* 任务目标
请从下面的材料中摘出所有含有“street”这个词的行，注意区分大小写。

+ + + + +

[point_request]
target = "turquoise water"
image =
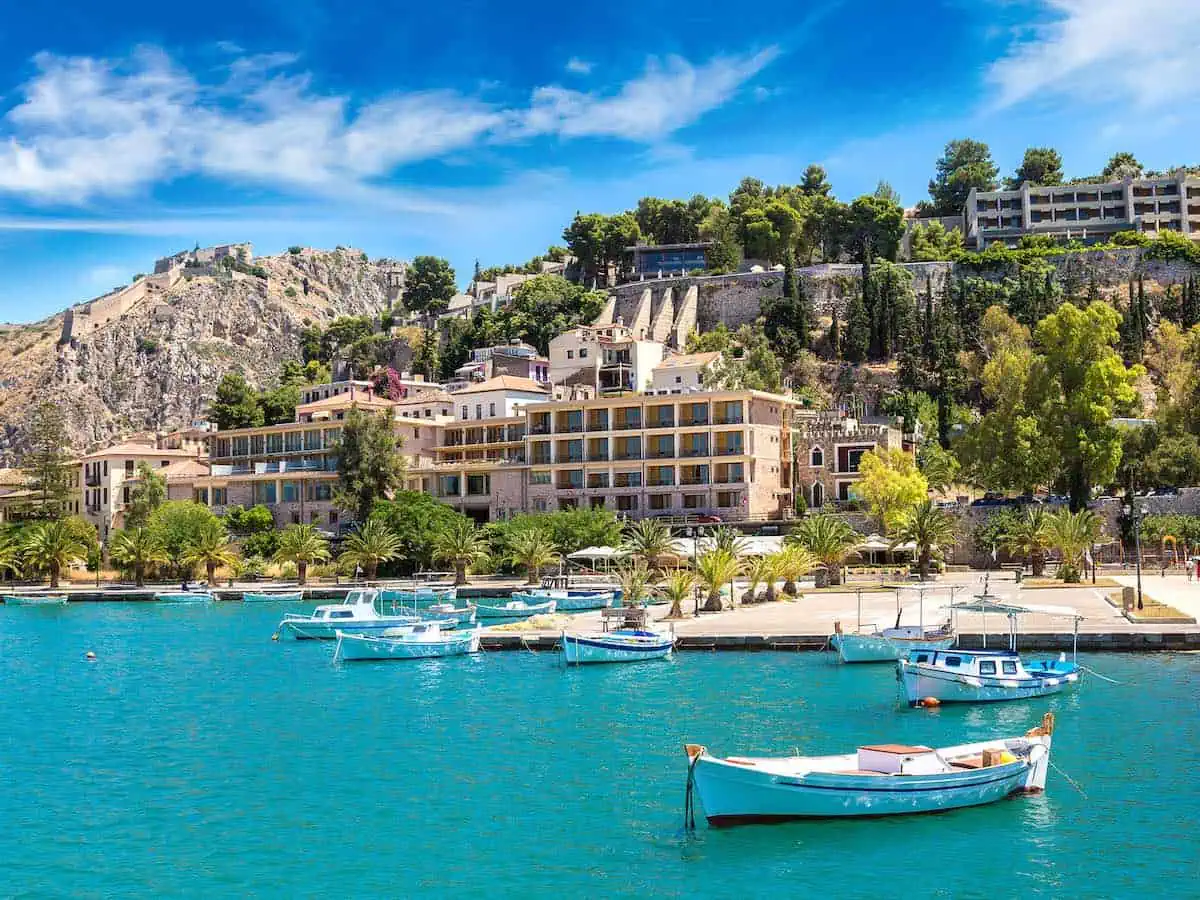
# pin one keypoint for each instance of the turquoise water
(197, 757)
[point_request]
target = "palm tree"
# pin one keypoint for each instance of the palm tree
(761, 570)
(791, 563)
(831, 540)
(1072, 533)
(927, 526)
(714, 569)
(677, 588)
(532, 549)
(372, 544)
(210, 547)
(1030, 537)
(649, 540)
(10, 556)
(137, 549)
(461, 545)
(635, 579)
(303, 545)
(52, 547)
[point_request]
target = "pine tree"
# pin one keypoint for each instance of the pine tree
(857, 342)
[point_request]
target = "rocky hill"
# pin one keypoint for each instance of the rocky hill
(150, 357)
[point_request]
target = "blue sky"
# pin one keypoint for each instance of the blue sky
(475, 130)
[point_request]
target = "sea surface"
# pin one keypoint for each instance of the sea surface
(197, 757)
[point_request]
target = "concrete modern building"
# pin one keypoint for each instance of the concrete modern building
(724, 453)
(1090, 213)
(828, 450)
(652, 261)
(108, 475)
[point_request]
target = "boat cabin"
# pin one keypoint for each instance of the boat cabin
(987, 664)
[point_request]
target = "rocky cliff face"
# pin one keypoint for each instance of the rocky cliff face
(157, 365)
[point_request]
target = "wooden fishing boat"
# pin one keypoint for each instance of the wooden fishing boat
(185, 597)
(514, 610)
(357, 615)
(279, 597)
(423, 641)
(35, 600)
(983, 676)
(619, 646)
(876, 780)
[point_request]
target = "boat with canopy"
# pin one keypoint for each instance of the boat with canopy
(964, 676)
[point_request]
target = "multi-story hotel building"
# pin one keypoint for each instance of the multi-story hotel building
(723, 453)
(1090, 213)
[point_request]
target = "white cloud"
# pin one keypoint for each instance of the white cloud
(87, 127)
(1146, 52)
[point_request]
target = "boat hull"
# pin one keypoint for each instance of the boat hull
(294, 597)
(580, 649)
(185, 597)
(35, 600)
(879, 648)
(921, 682)
(736, 795)
(303, 629)
(367, 648)
(568, 600)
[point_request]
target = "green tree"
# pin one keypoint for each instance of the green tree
(235, 405)
(1078, 385)
(210, 547)
(1029, 537)
(178, 526)
(148, 495)
(964, 165)
(928, 527)
(47, 465)
(370, 546)
(369, 462)
(891, 484)
(829, 539)
(53, 546)
(137, 549)
(533, 550)
(429, 285)
(1039, 166)
(303, 545)
(461, 546)
(1120, 166)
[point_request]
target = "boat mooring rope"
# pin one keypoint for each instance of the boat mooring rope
(689, 801)
(1069, 779)
(1103, 678)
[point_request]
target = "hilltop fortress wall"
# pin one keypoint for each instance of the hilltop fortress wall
(669, 309)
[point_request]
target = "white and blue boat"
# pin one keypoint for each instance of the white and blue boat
(983, 676)
(423, 641)
(35, 600)
(514, 610)
(357, 615)
(876, 780)
(627, 645)
(279, 597)
(185, 597)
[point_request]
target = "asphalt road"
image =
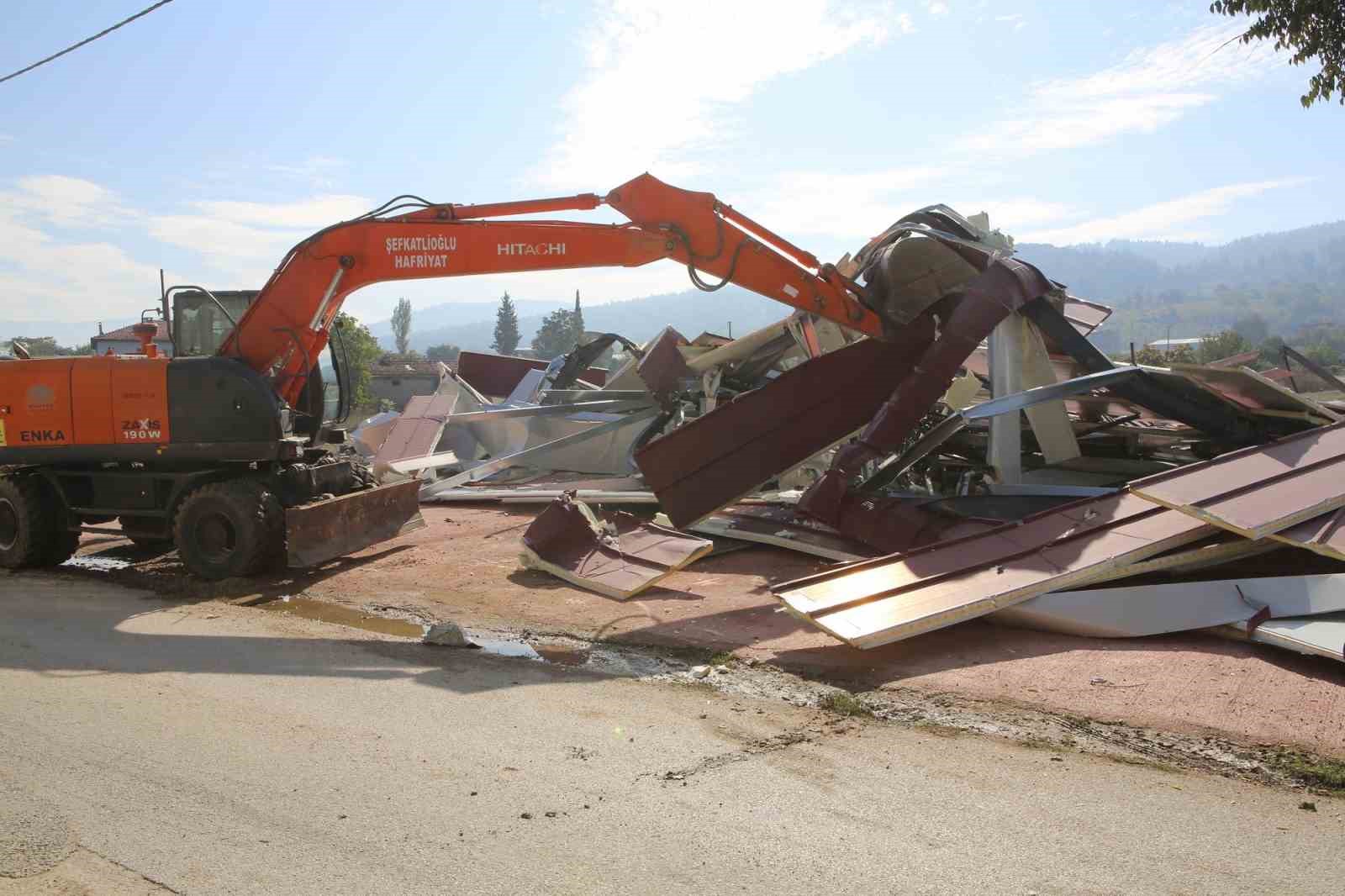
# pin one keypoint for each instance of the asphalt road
(152, 747)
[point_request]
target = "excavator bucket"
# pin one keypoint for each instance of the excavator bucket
(338, 526)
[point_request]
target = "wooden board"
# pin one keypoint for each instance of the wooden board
(1262, 490)
(894, 598)
(779, 528)
(1324, 535)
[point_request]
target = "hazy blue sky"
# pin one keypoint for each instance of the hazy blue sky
(210, 136)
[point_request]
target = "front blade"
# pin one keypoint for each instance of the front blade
(326, 529)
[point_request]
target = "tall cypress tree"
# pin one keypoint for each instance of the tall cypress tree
(578, 319)
(506, 327)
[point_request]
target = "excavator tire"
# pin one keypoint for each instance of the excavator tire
(31, 525)
(229, 529)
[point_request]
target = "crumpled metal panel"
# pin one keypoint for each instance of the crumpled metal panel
(733, 450)
(616, 555)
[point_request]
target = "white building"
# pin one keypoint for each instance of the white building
(124, 340)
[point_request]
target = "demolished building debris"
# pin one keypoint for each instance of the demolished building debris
(982, 459)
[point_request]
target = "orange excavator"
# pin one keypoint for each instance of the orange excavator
(232, 458)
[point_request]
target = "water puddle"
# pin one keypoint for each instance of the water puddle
(322, 611)
(564, 654)
(98, 562)
(502, 647)
(576, 654)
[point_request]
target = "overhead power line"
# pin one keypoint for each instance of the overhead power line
(76, 46)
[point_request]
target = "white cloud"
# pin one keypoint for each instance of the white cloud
(1150, 87)
(659, 82)
(49, 276)
(1015, 214)
(69, 202)
(841, 206)
(315, 171)
(1163, 219)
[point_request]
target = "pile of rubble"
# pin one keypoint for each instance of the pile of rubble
(982, 459)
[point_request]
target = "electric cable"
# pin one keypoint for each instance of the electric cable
(76, 46)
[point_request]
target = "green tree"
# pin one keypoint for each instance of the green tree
(1253, 329)
(578, 319)
(403, 324)
(1322, 354)
(1221, 345)
(447, 353)
(506, 327)
(1154, 356)
(556, 335)
(1311, 29)
(362, 350)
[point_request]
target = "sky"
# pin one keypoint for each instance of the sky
(208, 138)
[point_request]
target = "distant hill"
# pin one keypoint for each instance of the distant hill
(435, 318)
(1288, 280)
(639, 319)
(65, 333)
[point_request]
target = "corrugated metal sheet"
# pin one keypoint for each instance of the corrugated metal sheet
(618, 555)
(1261, 490)
(733, 450)
(878, 602)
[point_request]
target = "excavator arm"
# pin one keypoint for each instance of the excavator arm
(287, 326)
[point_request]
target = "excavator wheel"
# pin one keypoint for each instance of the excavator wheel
(33, 528)
(229, 529)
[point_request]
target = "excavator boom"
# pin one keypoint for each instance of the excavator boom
(287, 326)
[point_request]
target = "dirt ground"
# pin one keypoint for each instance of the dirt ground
(464, 567)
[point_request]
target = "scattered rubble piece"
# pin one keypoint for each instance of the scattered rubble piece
(1318, 635)
(1324, 535)
(1259, 490)
(446, 635)
(1257, 393)
(739, 447)
(501, 374)
(878, 602)
(984, 458)
(616, 555)
(1180, 606)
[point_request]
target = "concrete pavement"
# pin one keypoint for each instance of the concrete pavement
(208, 748)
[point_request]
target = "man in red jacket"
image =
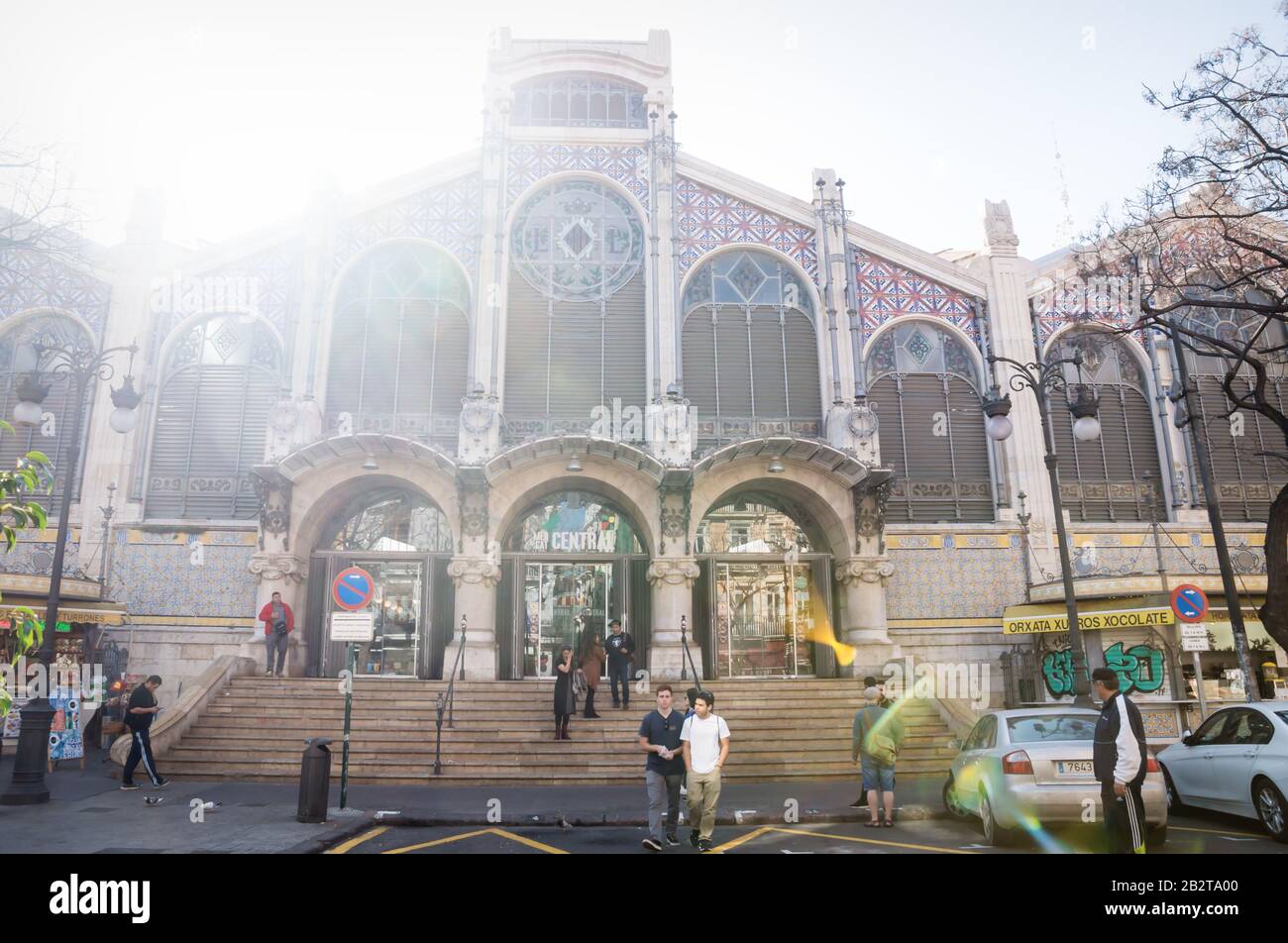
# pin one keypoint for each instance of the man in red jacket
(278, 624)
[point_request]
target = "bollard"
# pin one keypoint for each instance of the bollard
(314, 781)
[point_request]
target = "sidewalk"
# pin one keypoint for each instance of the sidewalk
(89, 814)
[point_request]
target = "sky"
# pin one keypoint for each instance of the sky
(241, 110)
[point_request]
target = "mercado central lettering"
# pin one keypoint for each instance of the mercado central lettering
(581, 373)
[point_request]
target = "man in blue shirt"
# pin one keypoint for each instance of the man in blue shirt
(664, 771)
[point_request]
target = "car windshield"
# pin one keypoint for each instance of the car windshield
(1039, 728)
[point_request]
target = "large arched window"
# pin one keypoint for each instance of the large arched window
(750, 350)
(399, 344)
(1245, 476)
(20, 365)
(578, 329)
(925, 388)
(1115, 476)
(578, 99)
(218, 385)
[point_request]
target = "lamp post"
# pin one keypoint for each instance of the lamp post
(77, 364)
(1043, 377)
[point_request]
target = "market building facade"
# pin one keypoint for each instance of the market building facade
(578, 375)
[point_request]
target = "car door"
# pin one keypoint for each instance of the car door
(1190, 767)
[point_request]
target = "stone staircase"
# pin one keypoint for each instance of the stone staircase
(782, 729)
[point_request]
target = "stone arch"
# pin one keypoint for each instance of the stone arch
(827, 500)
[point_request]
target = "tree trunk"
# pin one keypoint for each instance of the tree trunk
(1274, 613)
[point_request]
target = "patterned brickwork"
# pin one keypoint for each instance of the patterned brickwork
(707, 219)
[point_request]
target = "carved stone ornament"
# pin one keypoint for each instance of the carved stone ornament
(475, 571)
(674, 571)
(274, 567)
(864, 570)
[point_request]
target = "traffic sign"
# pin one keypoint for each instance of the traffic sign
(352, 626)
(353, 589)
(1189, 603)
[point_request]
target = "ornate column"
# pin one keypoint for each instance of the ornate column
(671, 578)
(476, 573)
(863, 579)
(275, 569)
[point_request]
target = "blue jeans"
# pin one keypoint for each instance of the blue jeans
(619, 672)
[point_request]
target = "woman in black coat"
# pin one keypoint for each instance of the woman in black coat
(566, 702)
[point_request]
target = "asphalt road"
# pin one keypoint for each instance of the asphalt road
(1194, 834)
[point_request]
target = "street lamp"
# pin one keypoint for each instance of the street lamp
(77, 364)
(1043, 377)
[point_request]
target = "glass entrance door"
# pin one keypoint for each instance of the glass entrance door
(764, 615)
(562, 604)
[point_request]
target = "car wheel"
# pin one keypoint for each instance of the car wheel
(1270, 809)
(993, 834)
(1155, 838)
(954, 805)
(1173, 798)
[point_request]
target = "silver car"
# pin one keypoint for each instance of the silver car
(1236, 763)
(1021, 771)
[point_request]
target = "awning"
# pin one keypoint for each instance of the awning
(1133, 612)
(97, 613)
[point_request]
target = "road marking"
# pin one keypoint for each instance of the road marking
(746, 838)
(1212, 831)
(500, 832)
(764, 830)
(353, 843)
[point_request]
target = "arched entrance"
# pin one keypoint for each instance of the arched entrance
(403, 540)
(571, 563)
(764, 589)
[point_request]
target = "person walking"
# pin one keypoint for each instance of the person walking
(138, 716)
(706, 747)
(592, 664)
(278, 624)
(660, 738)
(621, 654)
(875, 738)
(566, 701)
(1119, 762)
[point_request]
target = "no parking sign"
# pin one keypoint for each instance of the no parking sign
(353, 589)
(1189, 603)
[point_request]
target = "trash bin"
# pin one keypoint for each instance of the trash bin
(314, 781)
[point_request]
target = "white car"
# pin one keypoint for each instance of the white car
(1029, 768)
(1236, 762)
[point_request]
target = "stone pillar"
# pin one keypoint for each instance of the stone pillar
(671, 578)
(476, 579)
(863, 579)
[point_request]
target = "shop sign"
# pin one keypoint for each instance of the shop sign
(1121, 618)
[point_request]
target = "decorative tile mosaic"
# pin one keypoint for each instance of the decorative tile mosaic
(528, 162)
(155, 579)
(707, 219)
(962, 583)
(33, 279)
(449, 214)
(887, 290)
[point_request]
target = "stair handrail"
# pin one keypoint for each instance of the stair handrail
(688, 655)
(446, 701)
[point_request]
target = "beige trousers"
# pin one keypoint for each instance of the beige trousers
(703, 796)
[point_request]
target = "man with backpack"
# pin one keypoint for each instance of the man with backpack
(278, 624)
(875, 738)
(706, 747)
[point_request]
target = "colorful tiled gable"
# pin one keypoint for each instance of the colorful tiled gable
(35, 279)
(449, 214)
(885, 290)
(529, 162)
(707, 219)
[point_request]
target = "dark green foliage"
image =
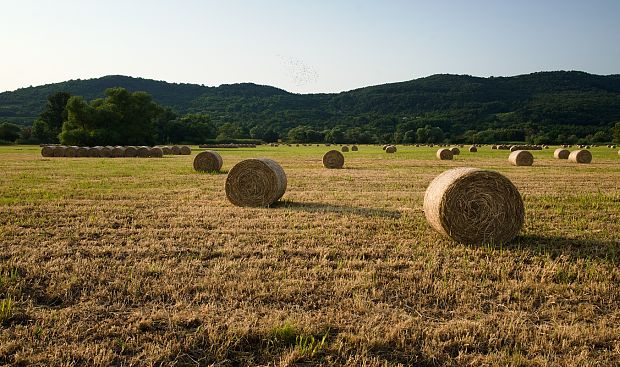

+ + + + +

* 参考答案
target = "street lamp"
# pin one keypoint for each instance of the street lamp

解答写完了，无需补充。